出された課題:
ユリイカの男性アイドル特集と7ORDERのインタビューを読んだ感想の文章を、止まっているところから書き継いでください。

抜粋:
★ ★ ★ ★ ★

ラボを捨て、ビーチに出よう

Love-tuneから7ORDERへ:どこにいたって君がアイドルだ

ユリイカメモ その1

  あの硬派な文化批評誌ユリイカが今の男性アイドルの昨今を特集する、そして私の大好きな7ORDER projectの巻頭インタビューというびっくりする展開で、本当に久々に手に取ることになったユリイカ。色んなサブカル(と言っていいかな、この時代においても)を扱ってきたユリイカが満を持して特集した男性アイドルだったせいか、それぞれの、全部のテキストの密度の濃いこと、濃いこと。さすが勢いのあるジャンルっていうところかもしれません。みっちりと論考されたそれは、日本に現在あまたあるアイドル的な立ち位置を持つ男性エンターテーメントの百科事典のようでした。日ごろ、どうしてもうちの子たちばかり見ているBBAな自分にはとても勉強になる本だなあって改めて感じましたね。アイドルに対しては単なるユーザーな自分だけれど、考えることで広がり、あるべきところを見つけ出し、愛を深めていく、学問のパッションが感じられました~。

 さて、そんなところに、今現在のアイドルでもあり、本編でもかなりの分量で語られるジャニーズ事務所出身の7ORDER projectのインタビューがぽーんと載っているわけですね。でも、彼らの出自も、現状の立ち位置も解説というか色付けされないまま、彼らがあーでもなく、こーでもなくと語ってる様子が載っていると。とりあえず、特定の見方をしないで、彼らのいうこと聞いてみて、これが令和になった今のアイドルの肉声・・みたいな提示のされ方に、いや、7ORDER projectでいいの?みたいななんだか嬉しいような心配なるような感じもありましたが、当の本人たちは気負わず、いつも通りの「それぞれの」彼らだったように思いました。何より面白いのはその平熱感。自分のいる場所を俯瞰から語る・・それは7人だからできたことかなあ、ひとりだったらそれぞれの思いをもっと熱く刺激的に語っていただろうなってふと思いました・・。さて、最初にざくっと読んだ時の感想を箇条書きにメモしておこうと思います。

★ ★ ★ ★ ★

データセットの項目
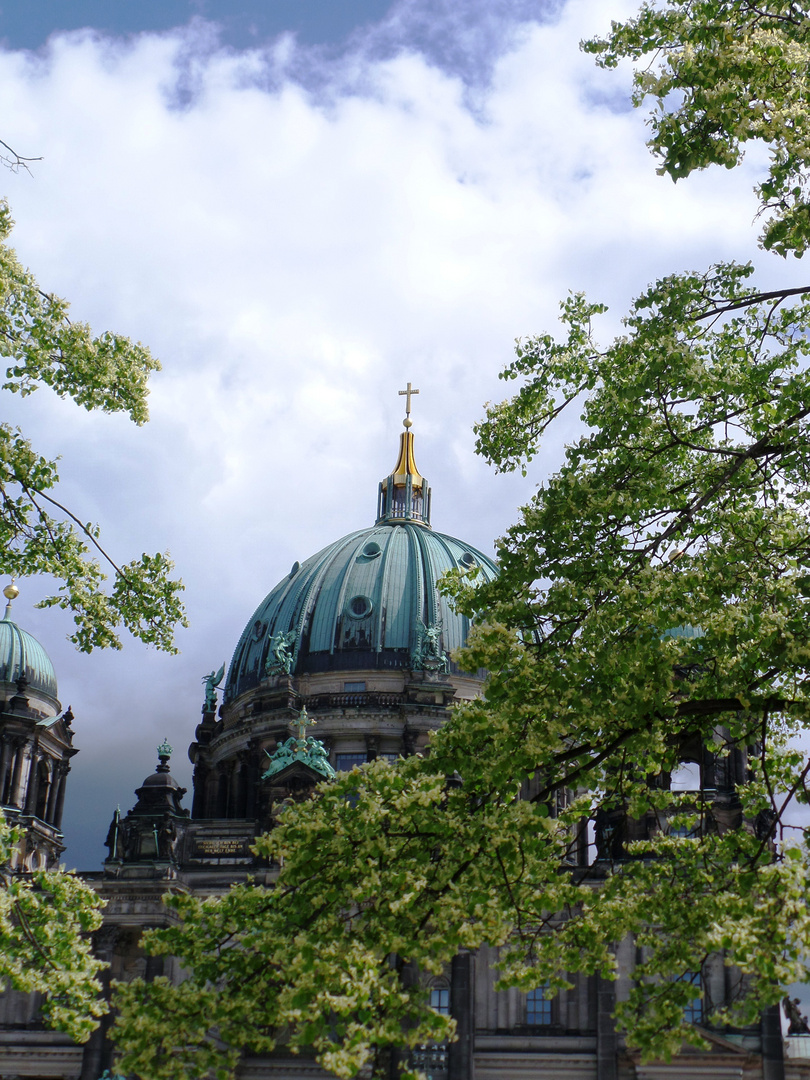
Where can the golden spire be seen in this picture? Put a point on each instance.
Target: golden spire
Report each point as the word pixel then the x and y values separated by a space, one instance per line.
pixel 406 462
pixel 404 495
pixel 11 592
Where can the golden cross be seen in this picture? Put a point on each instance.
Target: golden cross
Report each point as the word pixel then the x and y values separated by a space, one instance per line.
pixel 407 394
pixel 301 723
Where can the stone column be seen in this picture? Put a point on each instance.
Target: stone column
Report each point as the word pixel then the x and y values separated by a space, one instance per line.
pixel 16 781
pixel 460 1060
pixel 4 760
pixel 53 793
pixel 198 804
pixel 61 796
pixel 773 1066
pixel 30 797
pixel 606 1038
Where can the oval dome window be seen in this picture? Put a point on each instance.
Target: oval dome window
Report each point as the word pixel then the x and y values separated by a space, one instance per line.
pixel 359 607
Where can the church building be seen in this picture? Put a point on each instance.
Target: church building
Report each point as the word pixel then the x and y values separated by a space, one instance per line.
pixel 348 659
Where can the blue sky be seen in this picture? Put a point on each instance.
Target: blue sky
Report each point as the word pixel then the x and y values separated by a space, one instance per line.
pixel 298 221
pixel 243 25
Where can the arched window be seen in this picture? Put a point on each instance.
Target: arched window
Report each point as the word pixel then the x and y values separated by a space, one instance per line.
pixel 43 786
pixel 693 1011
pixel 440 997
pixel 538 1008
pixel 686 778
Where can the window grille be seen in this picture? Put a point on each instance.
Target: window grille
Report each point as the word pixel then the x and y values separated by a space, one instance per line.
pixel 343 763
pixel 538 1008
pixel 693 1011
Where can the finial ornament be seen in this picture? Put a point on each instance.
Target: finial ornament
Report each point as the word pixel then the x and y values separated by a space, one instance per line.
pixel 300 724
pixel 11 592
pixel 407 394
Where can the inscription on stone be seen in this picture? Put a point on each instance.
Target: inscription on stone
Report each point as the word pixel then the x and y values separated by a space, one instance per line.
pixel 227 846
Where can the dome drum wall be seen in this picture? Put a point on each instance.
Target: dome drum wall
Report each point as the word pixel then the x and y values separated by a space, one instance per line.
pixel 22 657
pixel 361 636
pixel 367 602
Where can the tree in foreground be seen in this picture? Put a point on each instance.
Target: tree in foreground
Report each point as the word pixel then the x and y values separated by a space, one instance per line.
pixel 655 595
pixel 45 916
pixel 45 919
pixel 38 535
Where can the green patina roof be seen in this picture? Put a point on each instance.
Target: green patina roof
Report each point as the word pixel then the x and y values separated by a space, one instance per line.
pixel 23 657
pixel 361 603
pixel 307 751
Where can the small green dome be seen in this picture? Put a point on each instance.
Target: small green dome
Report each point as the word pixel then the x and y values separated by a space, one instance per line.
pixel 365 602
pixel 23 657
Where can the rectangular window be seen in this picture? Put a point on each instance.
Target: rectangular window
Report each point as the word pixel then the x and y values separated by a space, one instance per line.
pixel 693 1011
pixel 440 1000
pixel 346 761
pixel 538 1008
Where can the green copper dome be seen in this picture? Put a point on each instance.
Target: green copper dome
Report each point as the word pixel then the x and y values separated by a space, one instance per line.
pixel 365 602
pixel 368 601
pixel 23 657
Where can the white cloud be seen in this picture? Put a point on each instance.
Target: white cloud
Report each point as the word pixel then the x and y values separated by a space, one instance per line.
pixel 294 257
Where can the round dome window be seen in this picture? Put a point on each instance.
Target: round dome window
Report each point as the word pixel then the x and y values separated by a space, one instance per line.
pixel 359 607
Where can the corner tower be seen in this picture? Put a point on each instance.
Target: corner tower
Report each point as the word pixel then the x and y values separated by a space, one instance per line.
pixel 360 635
pixel 36 744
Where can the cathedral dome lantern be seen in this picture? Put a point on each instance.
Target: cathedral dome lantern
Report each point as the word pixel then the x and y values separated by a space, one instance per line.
pixel 369 601
pixel 404 496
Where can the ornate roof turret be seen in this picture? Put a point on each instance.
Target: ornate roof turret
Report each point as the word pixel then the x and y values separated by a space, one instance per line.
pixel 22 657
pixel 300 748
pixel 404 495
pixel 160 792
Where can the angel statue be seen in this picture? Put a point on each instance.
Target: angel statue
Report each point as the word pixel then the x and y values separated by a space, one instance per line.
pixel 212 683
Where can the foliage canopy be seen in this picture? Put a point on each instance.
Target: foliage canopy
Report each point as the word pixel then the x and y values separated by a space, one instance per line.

★ ★ ★ ★ ★

書いた答え:
  • ユリイカの座談会、不思議な面白さだったな。とても自然に、本質的なところで「アイドルとは」って考える座談会。言説にかっこいいとか頭いいとか言った気取りもなく、一人一人違う肌感覚で話している。それでも、7人での会話として成り立っているのが、私の大好きな7人だなって。それにしても、彼らの行く末の一つとして語られているのが、「最後にじいさんになってみんなで笑っていたい」なんだもんなあ・・。そのために再結集した7人だと思うと本当に胸が熱くなるし、一つの新しい在り方かなあってちょっと感じた。
  • 彼らのいいところは、7人とも、とっても素朴だけれど、自分たちの経験と、それぞれの感覚で考えているところ。そして、その上に、歴史と広い視野をもって、考えようとしてるところ。哲学や学問の基礎、人が物を考えるよすがみたいなところが感じられるのが心強かったなあ・・。生きぬく力の基礎がちゃんとありそうなそんな誠実さだったと感じましたね。
  • グループとしての彼らについてトータルで感じたのは、少なくとも表面的には全然急いでないんだなってこと。これは、再始動してからずっと感じていることだけれど、自分たちの来し方と行きたい未来をひとつひとつ考えて行っていって、その中で「アイドル」としての実像が現れたらそれでいいと思っていそうな感じのする2019年の夏時点って感じでしたね。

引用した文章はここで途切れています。